> **Prompt**: Starting at the line that contains "Mark the innermost point of each instance of the painted" and continuing through the end of the records, write out every line again, requests included. Shift each coordinate in the answers by adding -126 to it, and leave the requests and their format samples unchanged.

(Extracted data entries)
++++++++++
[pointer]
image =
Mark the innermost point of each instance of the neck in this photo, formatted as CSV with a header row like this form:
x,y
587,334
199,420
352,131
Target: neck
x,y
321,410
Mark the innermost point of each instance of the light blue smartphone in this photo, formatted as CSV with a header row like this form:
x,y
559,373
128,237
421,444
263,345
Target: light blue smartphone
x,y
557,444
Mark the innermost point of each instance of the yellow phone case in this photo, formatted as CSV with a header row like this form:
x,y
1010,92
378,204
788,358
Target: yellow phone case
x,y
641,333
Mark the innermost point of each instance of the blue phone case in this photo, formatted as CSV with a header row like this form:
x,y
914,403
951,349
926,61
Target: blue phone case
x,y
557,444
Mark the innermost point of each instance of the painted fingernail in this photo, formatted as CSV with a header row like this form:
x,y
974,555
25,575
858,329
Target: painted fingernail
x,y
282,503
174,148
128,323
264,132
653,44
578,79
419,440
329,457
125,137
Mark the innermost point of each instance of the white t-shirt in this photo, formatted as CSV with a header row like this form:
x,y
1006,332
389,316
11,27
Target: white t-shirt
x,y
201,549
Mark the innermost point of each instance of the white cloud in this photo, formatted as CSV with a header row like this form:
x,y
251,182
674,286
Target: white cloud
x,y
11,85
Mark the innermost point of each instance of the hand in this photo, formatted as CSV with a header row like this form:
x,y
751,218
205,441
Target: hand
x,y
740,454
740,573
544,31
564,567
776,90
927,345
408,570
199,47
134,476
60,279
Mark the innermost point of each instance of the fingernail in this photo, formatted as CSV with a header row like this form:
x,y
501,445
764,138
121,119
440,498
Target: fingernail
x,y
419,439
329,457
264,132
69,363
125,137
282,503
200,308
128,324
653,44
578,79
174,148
++++++++++
> **The completed task**:
Mark the innermost point of each instance of the painted fingernail in this photo, formatted as CSV with a header row like this form:
x,y
974,555
25,575
858,329
Target: painted fingernail
x,y
156,377
48,22
2,197
138,6
527,-82
452,-47
293,314
203,331
-1,11
Mark the innermost point of each instance of the white t-shirt in this photo, formatted as CSV with a header row like this form:
x,y
1006,332
389,316
11,27
Target: white t-shirt
x,y
75,423
Mark the innermost point of each instance of the white cloud in this photo, formatted as CSV with a header row like this form:
x,y
251,182
674,286
Target: white cloud
x,y
-115,-41
Mark the innermost point of each instance of the hand in this photo, formatted as CSV with a header row like this form:
x,y
751,218
205,441
Target: hand
x,y
614,328
614,447
418,-95
438,441
650,-36
801,219
282,444
73,-79
8,350
-66,153
Mark the innermost point of each instance of the fingernail in this photo, formatted as CSV with a header row like this form:
x,y
501,445
764,138
121,119
440,498
Target: fingernail
x,y
293,313
203,331
138,6
-57,237
-1,11
156,377
74,182
2,198
527,-82
452,-47
48,22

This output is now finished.